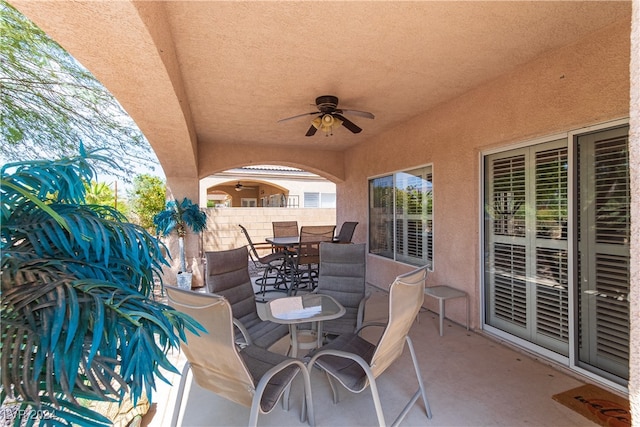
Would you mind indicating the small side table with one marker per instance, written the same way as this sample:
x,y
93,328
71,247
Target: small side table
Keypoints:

WHAT NEEDS TO BE DONE:
Set down the records above word for word, line by line, leaving out the pictures.

SOLUTION TO THIS TASK:
Would you mind indicating the small side table with one marker per instance, written the same way as this sample:
x,y
93,328
71,247
Target: small side table
Keypoints:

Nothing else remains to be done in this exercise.